Below is a forum thread about a used golf club set. Name every club in the thread that has an original cost stated, and give each one's cost.

** start of Provided passage **

# good deal or no?



## abraham (Feb 28, 2008)

Not sure on the age(I think 4 or 5 years, but not sure)
yonex adx tour driver (cost $425) cleveland wedge (cost $110) titlest sand wedge (cost $100) first flight 1,3,4 and 5 woods. tru form irons 2 thru 9. excellent cond.
For sale for $200 Good deal or not? 
I'm not familiar with these clubs as I am a beginner so I thought I'd get your opinions. Also any info or insight to the clubs themselves appreciated. Thanks.


----------



## BOXCAR (Mar 22, 2007)

sounds like a good deal too me!

boxcar


----------



## broken tee (Jan 13, 2008)

I'm not familiar with these clubs as I am a beginner so I thought I'd get your opinions. Also any info or insight to the clubs themselves appreciated. Thanks.[/QUOTE]

I suggest you call a pro shop and see what the trade in value is. Most of the golf specialty store such as TGW, Golf Galaxy and golfsmith should be able to give a price on these clubs.

Keep your head down and your eye on the ball

Bob


----------



## 373 (Jun 9, 2006)

I'm not sure what Tru Form irons are, but if they are clones of something else and they feel good in your hands, go for it! I feel a lot about my golf clubs like I do about my guitars, (come to think of it, I think I have more guitars than clubs in my bag), if they make you feel good enough that you want to play more, they are good clubs, (or a good guitar)...


----------



## skeener (Mar 11, 2008)

I think the irons are pretty old. I think Tru-Form stopped making clubs a while back. I know I haven't ever seen a set newer than about 15 years old.


----------

** end of Provided passage **
** start of Supplied information **

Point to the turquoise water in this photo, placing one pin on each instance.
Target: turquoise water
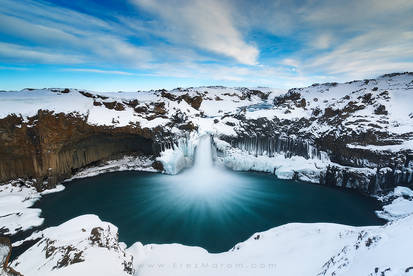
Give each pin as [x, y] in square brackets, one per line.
[214, 210]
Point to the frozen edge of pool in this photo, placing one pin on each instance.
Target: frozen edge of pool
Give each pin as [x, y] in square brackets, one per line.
[87, 245]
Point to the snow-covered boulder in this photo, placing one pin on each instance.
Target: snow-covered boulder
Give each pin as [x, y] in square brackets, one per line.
[401, 204]
[84, 245]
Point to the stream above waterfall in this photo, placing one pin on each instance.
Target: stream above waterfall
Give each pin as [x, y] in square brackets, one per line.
[203, 206]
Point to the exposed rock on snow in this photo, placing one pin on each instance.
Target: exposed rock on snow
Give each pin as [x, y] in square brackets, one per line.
[361, 127]
[85, 245]
[16, 198]
[82, 246]
[5, 252]
[400, 206]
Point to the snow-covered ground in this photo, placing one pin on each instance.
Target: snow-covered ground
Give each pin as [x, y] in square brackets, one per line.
[85, 245]
[75, 248]
[15, 202]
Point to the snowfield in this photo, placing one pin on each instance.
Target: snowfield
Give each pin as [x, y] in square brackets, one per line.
[374, 117]
[85, 245]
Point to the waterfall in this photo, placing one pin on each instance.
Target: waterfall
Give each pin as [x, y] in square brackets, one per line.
[203, 156]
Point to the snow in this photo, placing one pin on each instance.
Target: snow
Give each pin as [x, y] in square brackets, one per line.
[283, 167]
[127, 163]
[400, 207]
[81, 246]
[15, 202]
[291, 249]
[15, 212]
[180, 155]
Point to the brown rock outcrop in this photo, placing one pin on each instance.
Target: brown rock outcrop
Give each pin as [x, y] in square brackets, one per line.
[50, 147]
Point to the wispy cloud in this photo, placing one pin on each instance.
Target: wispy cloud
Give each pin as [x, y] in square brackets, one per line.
[207, 26]
[99, 71]
[276, 43]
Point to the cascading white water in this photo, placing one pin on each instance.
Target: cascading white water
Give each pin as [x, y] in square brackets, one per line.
[204, 181]
[203, 157]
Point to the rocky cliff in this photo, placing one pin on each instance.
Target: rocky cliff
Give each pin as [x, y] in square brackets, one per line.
[50, 147]
[356, 135]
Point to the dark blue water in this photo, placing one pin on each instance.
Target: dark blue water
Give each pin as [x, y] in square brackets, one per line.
[212, 211]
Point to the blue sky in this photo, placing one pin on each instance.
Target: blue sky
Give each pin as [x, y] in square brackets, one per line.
[110, 45]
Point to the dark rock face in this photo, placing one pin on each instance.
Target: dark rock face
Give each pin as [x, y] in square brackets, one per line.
[51, 147]
[5, 246]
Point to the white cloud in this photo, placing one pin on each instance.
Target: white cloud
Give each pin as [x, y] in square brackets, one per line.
[204, 24]
[99, 71]
[63, 31]
[17, 52]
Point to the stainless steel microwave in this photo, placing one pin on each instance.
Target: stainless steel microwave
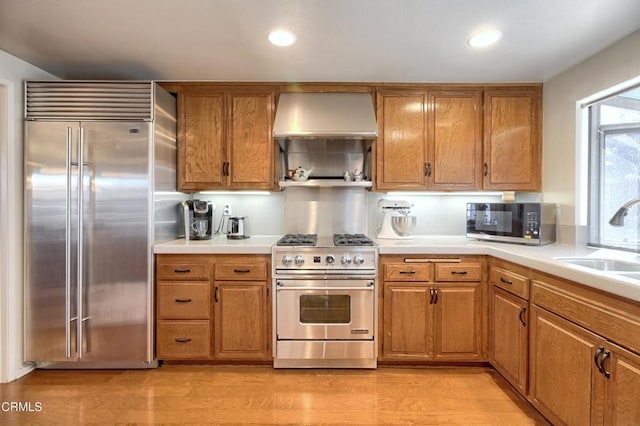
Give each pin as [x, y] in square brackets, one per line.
[520, 223]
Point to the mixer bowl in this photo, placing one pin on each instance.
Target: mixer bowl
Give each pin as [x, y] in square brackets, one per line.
[403, 225]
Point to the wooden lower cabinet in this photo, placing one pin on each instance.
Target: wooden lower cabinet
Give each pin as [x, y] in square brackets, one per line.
[578, 377]
[509, 337]
[240, 325]
[432, 322]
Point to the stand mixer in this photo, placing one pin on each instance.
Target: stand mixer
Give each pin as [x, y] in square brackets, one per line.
[397, 224]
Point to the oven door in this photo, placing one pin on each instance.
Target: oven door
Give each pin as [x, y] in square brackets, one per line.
[325, 309]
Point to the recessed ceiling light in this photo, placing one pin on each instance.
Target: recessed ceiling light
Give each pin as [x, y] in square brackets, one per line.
[282, 37]
[484, 38]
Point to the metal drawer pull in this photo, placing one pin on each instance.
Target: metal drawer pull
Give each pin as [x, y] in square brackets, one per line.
[521, 316]
[596, 356]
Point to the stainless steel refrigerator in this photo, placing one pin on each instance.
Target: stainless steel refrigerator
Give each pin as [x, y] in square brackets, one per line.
[99, 191]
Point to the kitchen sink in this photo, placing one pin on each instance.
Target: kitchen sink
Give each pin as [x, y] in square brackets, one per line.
[619, 267]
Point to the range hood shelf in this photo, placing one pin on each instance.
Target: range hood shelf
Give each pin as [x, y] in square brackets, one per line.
[325, 183]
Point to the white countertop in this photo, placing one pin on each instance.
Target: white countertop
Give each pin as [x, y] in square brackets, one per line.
[536, 257]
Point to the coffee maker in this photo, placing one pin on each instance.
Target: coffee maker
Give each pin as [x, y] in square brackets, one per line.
[198, 219]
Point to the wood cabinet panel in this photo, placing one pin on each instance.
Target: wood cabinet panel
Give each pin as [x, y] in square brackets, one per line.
[512, 140]
[408, 272]
[250, 142]
[458, 317]
[408, 321]
[184, 300]
[454, 140]
[464, 271]
[241, 320]
[400, 151]
[509, 341]
[201, 137]
[184, 339]
[561, 369]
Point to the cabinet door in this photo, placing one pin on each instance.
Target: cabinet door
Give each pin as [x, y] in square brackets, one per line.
[622, 387]
[251, 162]
[400, 146]
[201, 133]
[512, 140]
[240, 320]
[454, 140]
[563, 386]
[509, 340]
[458, 321]
[407, 321]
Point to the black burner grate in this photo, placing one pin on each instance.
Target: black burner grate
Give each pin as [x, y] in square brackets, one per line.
[351, 240]
[298, 240]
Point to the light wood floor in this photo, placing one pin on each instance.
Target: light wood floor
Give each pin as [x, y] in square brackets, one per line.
[261, 395]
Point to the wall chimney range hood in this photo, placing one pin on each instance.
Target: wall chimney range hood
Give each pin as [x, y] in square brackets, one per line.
[325, 116]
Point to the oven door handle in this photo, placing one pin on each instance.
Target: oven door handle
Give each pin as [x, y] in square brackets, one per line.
[278, 288]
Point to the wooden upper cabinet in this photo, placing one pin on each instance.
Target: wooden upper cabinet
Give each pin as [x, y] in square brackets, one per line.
[201, 139]
[224, 138]
[454, 140]
[512, 139]
[400, 152]
[250, 142]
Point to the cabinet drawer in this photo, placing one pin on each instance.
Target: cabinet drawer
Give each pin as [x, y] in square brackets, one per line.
[184, 339]
[511, 282]
[183, 271]
[184, 300]
[465, 271]
[408, 272]
[241, 271]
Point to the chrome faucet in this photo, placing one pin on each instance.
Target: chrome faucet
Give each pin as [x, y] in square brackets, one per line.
[618, 218]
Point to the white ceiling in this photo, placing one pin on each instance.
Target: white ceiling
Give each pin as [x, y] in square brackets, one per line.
[338, 40]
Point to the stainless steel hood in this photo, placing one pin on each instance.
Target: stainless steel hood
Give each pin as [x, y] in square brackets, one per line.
[325, 116]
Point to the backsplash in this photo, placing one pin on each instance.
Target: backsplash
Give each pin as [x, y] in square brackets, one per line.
[438, 214]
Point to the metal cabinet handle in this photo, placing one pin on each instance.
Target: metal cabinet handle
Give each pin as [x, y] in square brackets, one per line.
[606, 355]
[521, 316]
[596, 356]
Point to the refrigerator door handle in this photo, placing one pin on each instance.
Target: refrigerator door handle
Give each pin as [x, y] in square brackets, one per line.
[67, 284]
[80, 279]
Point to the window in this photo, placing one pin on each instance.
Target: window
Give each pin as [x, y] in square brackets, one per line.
[614, 170]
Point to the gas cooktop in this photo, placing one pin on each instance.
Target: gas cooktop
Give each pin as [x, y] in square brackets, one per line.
[311, 240]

** end of Supplied information **

◆ **Finished task**:
- yonex adx tour driver: $425
- cleveland wedge: $110
- titlest sand wedge: $100